- _TO BE DONE_
Return the lines of the listing exactly as they appear, everything from the line containing "Task: confirm every instance of the mattress" down to the line containing "[[851, 481]]", both included. Leave the pictures out of your answer.

#### GIVEN INFORMATION

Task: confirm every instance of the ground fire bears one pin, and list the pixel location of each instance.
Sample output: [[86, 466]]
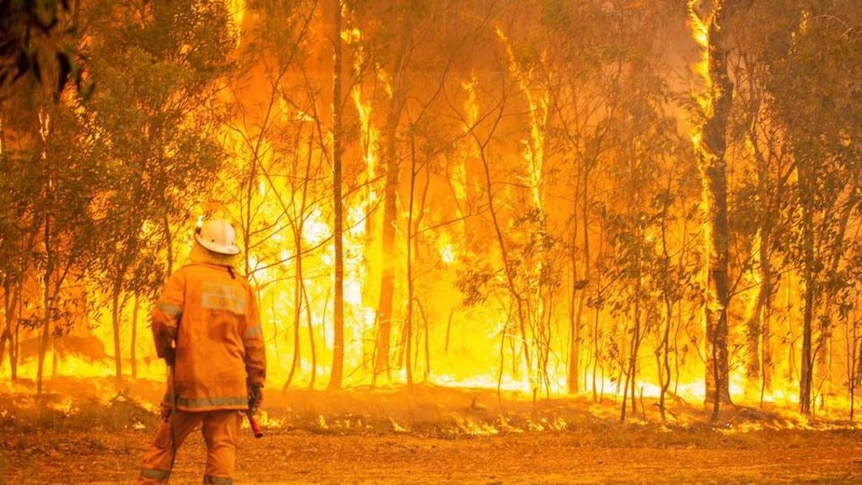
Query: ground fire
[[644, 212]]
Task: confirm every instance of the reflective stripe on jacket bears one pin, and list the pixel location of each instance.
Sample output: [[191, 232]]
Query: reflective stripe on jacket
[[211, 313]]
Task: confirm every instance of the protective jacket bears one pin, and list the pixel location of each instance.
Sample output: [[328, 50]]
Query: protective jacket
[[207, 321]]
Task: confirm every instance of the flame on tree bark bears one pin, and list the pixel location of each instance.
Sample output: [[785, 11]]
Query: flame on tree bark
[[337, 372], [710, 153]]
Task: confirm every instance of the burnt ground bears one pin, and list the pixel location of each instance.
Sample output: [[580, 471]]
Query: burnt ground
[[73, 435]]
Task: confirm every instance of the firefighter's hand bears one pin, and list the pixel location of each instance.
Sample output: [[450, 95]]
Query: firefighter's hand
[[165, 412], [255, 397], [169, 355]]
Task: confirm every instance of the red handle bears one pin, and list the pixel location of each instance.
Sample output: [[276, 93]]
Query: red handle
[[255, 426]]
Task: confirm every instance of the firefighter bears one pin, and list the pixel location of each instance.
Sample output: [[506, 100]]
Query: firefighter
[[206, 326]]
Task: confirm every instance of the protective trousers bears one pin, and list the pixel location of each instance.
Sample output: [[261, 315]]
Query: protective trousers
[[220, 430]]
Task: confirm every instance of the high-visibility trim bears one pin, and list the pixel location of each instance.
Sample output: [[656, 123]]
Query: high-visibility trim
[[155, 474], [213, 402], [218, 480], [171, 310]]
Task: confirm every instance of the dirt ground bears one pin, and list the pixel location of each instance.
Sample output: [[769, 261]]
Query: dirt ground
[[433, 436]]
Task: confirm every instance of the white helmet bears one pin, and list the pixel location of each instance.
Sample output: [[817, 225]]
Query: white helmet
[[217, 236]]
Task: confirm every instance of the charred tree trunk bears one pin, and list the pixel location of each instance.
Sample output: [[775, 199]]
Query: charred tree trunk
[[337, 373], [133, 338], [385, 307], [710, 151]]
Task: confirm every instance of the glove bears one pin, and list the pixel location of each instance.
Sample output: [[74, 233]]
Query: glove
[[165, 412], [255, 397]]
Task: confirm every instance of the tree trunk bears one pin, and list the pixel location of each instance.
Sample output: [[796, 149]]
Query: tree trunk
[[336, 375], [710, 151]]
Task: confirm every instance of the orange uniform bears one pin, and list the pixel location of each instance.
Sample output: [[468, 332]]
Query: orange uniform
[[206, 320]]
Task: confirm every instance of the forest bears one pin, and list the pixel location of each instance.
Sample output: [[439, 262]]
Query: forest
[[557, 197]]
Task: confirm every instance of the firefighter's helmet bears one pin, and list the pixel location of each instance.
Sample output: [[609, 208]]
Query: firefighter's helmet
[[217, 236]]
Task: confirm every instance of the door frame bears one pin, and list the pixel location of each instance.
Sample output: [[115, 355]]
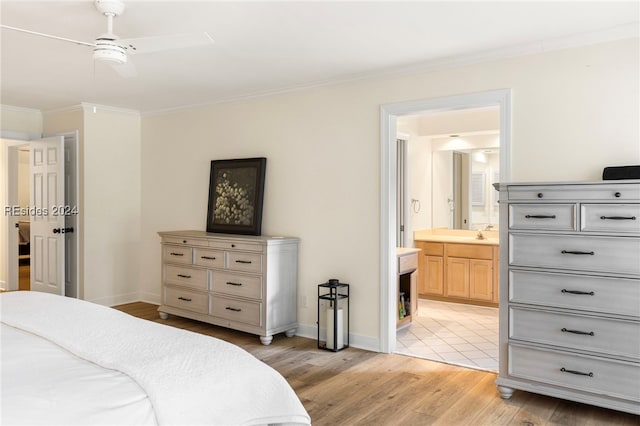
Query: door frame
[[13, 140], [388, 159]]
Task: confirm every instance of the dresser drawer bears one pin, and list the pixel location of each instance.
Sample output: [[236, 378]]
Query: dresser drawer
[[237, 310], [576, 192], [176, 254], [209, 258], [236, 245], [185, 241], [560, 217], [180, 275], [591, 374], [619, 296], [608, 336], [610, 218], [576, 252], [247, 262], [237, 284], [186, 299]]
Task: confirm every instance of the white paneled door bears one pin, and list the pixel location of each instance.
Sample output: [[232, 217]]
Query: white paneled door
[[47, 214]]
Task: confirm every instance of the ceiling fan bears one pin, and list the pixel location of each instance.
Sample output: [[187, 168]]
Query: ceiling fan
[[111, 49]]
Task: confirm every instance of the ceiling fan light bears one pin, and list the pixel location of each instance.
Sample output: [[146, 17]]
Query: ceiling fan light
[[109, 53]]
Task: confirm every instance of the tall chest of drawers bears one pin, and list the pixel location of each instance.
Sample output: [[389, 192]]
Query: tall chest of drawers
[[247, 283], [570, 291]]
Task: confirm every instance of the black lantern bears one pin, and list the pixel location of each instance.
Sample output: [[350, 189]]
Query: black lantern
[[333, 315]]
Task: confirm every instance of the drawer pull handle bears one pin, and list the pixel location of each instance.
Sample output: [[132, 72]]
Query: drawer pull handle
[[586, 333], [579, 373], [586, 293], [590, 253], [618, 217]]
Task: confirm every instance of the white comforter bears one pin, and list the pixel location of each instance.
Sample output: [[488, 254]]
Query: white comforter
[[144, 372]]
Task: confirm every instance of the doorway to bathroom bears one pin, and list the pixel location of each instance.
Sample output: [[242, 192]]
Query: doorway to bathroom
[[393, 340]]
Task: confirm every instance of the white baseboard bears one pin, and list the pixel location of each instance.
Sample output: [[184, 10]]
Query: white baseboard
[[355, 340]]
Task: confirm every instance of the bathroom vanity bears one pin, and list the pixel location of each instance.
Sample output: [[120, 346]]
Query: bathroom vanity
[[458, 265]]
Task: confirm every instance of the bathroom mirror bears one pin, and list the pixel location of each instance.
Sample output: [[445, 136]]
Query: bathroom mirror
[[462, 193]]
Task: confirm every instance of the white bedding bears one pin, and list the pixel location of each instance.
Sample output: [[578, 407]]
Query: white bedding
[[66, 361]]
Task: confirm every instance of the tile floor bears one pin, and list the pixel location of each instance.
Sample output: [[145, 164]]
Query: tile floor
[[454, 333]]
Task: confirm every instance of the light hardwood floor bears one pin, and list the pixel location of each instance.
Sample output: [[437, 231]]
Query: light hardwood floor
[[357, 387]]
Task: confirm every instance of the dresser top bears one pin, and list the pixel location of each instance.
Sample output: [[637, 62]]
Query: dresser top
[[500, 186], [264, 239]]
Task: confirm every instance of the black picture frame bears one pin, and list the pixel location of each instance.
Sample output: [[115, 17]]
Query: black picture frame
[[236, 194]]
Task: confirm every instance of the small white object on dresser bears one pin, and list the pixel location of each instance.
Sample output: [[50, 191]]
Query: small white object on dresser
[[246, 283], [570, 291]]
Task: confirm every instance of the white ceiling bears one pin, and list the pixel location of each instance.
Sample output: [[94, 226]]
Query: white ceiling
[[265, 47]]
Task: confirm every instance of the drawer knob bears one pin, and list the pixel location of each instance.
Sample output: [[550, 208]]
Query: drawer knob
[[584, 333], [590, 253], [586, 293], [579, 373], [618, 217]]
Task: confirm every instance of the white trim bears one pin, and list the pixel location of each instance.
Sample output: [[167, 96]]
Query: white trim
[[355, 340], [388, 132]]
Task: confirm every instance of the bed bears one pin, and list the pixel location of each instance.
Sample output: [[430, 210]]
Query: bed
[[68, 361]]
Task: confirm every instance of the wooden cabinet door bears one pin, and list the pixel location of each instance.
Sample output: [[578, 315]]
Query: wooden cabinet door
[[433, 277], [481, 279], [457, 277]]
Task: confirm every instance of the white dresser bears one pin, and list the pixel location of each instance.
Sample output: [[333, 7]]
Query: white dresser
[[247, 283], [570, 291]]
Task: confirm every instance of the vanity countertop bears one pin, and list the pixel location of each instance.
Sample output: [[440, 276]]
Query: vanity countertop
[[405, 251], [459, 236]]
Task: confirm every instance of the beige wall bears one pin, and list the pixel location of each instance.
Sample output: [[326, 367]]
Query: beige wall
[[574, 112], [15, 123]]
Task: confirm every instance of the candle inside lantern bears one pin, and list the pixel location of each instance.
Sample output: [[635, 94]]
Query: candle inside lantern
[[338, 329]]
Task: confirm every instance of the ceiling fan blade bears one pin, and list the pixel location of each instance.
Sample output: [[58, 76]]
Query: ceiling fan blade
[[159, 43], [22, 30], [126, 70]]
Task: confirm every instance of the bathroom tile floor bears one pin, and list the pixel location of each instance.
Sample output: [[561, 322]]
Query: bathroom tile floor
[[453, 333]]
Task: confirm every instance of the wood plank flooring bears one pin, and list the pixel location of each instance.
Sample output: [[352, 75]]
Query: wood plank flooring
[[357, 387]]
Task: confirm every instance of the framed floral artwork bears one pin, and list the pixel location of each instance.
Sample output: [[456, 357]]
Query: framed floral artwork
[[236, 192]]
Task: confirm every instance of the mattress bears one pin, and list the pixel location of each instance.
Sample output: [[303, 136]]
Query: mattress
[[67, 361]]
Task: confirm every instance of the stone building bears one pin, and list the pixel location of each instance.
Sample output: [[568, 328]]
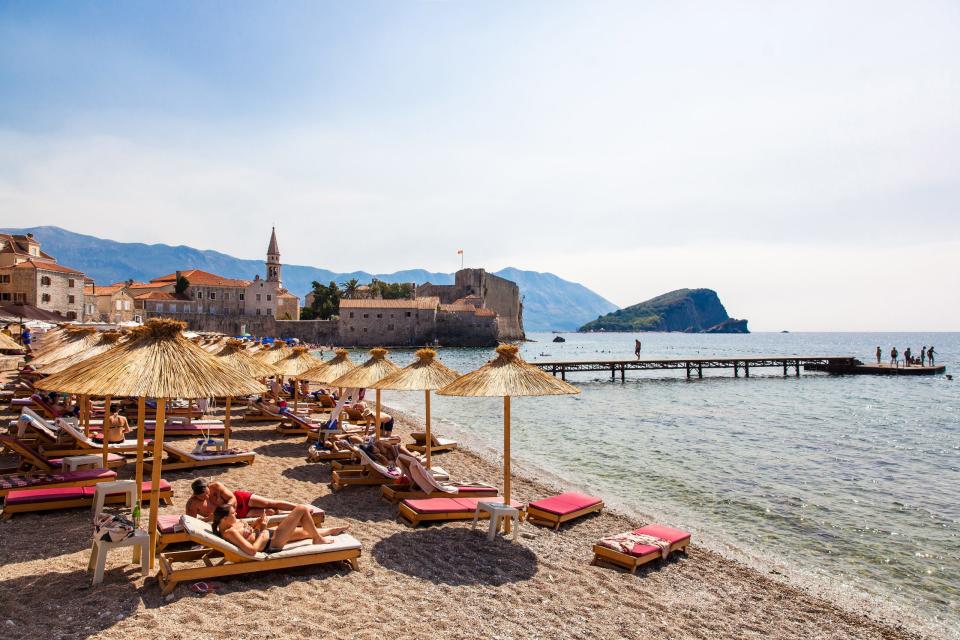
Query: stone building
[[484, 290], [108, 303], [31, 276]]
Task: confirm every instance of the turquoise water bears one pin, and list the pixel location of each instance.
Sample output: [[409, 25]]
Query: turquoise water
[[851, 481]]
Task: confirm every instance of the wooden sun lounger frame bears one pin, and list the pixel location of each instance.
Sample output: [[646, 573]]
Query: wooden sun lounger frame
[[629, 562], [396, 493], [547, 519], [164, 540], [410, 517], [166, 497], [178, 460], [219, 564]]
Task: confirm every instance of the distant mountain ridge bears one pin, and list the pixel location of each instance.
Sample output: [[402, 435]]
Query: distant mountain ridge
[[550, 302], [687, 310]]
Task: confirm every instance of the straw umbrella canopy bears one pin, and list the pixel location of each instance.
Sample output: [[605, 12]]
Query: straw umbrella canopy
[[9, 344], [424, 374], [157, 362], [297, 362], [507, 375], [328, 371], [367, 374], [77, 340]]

########

- _OUTPUT FOR THIS EXERCISE_
Task: confirm every instance of the mattress bears one pin, and list the pixel location of each instance.
Sample output: [[303, 136]]
Query: mattress
[[67, 361]]
Task: confirm every instance of the stone building bears one pin, and list the pixel location of each instance.
Sample output: [[568, 328]]
Query: stone building
[[484, 290], [108, 303], [31, 276]]
Task: confirm every instance of the turquoise water bears one pin, and list the pixel location of each instance.
Sample output: [[409, 25]]
Query: turquoise water
[[851, 481]]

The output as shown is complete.